[Opening Reading passage section]
It's my pleasure to welcome Brooke West and Beau North to the salon, with a tale of cowslips!
Thank you, Catherine, for hosting this stop on our blog tour and inviting Beau and me into your salon!
If you have read The Many Lives of Fitzwilliam Darcy by now, then you understand why we are obsessed with cowslips! The cowslip scene (which I will spoil for you below -- you have been warned!) is one of the examples of how our Darcy’s hardships have transformed him. After working through his ordeal, Darcy begins to really look at the people around him and connect with them. He takes a small moment that many would have ignored and from that extrapolates a grand, romantic gesture to his beloved.
With their simple but undeniable beauty, cowslips are a fitting symbol for our Elizabeth. The cowslip is a common flower, sweet-smelling and low-growing but vibrantly colored and impressive in its profusion. They have been admired and used for centuries for their culinary, medicinal, and even magical qualities.
[Closing Reading passage section]
[Opening Source material section]
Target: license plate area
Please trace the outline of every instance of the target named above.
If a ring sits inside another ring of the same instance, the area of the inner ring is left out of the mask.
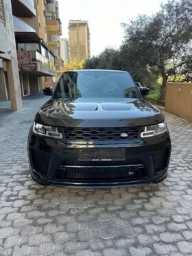
[[[87,148],[78,151],[79,161],[125,161],[125,149]]]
[Closing Source material section]
- **Questions to answer**:
1. According to the cowslip post, for what qualities have cowslips been admired and used for centuries?
2. Echo the cowslip post word for word, everything from "Thank you, Catherine, for" down to "to his beloved.".
3. Proceed with the cowslip post from where it stops.
The listing comes from a separate source.

- **Expected outputs**:
1. Their culinary, medicinal, and even magical qualities.

2.
Thank you, Catherine, for hosting this stop on our blog tour and inviting Beau and me into your salon!
If you have read The Many Lives of Fitzwilliam Darcy by now, then you understand why we are obsessed with cowslips! The cowslip scene (which I will spoil for you below -- you have been warned!) is one of the examples of how our Darcy’s hardships have transformed him. After working through his ordeal, Darcy begins to really look at the people around him and connect with them. He takes a small moment that many would have ignored and from that extrapolates a grand, romantic gesture to his beloved.

3.
The flowers and leaves are mildly narcotic, which is why they have been used for making both a delicate wine and a calming sedative tea. I expect Darcy would attest to Elizabeth having an intoxicating effect on him!
Aside from medicinal purposes, the beauty of the cowslip has inspired some belief that the flower can imbue this quality on others. Nicholas Culpepper, a renowned 17th century English botanist, claimed that women could make themselves more beautiful by using a distillation or ointment made from the perennial. Indeed, it would not be an unusual ingredient to find in modern skincare due to the cowslip’s cleansing properties.
Cowslips were often associated with the faeries in England. Some say the faeries used the cowslips to become invisible, or that the presence of cowslips indicated the presence of faeries. In Midsummer Night’s Dream, Shakespeare invoked the cowslip as a favorite of the Fairy Queen, Titania:
And I serve the fairy queen
To dew her orbs upon the green.
The cowslips tall her pensioners be.
In their gold coats spots you see.
Those be rubies, fairy favors.
In those freckles live their savors.
I must go seek some dewdrops here
And hang a pearl in every cowslip’s ear
Conversely, cowslips also were used to protect one’s home and cows from faeries. Even as belief in faeries died away, rural folk would keep cowslips by their door to prevent unwanted visitors.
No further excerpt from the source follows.